### REQUIREMENT
Count the lines in the entries below that contain the string "every", matching case exactly, and reply with that number alone.

BEGIN DATA LINES

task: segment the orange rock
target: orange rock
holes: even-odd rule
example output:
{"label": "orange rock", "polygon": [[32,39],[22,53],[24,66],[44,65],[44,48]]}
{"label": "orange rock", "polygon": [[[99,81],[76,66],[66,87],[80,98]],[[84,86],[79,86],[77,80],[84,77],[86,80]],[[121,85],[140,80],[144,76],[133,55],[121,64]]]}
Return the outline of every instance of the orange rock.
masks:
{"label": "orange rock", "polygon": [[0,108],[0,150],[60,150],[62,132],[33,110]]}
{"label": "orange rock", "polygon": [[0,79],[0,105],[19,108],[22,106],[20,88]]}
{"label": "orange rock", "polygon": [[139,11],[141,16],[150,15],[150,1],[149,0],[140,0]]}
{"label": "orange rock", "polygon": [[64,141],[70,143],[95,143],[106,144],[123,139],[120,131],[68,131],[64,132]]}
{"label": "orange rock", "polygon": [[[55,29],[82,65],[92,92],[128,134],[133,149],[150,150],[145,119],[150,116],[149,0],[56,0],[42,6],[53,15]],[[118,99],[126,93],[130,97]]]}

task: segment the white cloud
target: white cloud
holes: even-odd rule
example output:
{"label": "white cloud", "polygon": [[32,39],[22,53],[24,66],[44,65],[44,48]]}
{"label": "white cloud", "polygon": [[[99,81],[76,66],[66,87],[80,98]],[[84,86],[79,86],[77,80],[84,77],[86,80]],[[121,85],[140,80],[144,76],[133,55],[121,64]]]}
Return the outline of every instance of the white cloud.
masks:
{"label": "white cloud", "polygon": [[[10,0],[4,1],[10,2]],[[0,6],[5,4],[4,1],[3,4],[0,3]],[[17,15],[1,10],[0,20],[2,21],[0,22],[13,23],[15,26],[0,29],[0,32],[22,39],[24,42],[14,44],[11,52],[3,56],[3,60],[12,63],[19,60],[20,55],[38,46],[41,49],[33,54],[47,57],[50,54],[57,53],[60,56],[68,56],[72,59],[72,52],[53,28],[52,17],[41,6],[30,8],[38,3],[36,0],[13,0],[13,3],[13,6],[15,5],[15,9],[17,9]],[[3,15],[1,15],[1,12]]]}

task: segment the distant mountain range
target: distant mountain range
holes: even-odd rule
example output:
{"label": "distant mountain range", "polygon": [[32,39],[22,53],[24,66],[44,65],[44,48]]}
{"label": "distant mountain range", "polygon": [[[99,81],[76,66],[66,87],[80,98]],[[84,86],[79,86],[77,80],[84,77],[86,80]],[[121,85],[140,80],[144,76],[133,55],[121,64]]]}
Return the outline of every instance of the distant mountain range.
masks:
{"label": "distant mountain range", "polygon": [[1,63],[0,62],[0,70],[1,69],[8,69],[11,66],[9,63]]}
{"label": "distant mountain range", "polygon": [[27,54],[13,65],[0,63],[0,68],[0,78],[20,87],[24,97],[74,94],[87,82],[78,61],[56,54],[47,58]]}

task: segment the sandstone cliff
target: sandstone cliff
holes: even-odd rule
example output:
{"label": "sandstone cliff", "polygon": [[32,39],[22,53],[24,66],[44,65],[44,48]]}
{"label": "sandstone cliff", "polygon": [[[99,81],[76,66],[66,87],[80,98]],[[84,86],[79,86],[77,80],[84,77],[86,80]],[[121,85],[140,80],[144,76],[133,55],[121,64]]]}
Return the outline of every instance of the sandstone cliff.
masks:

END DATA LINES

### FINAL ANSWER
4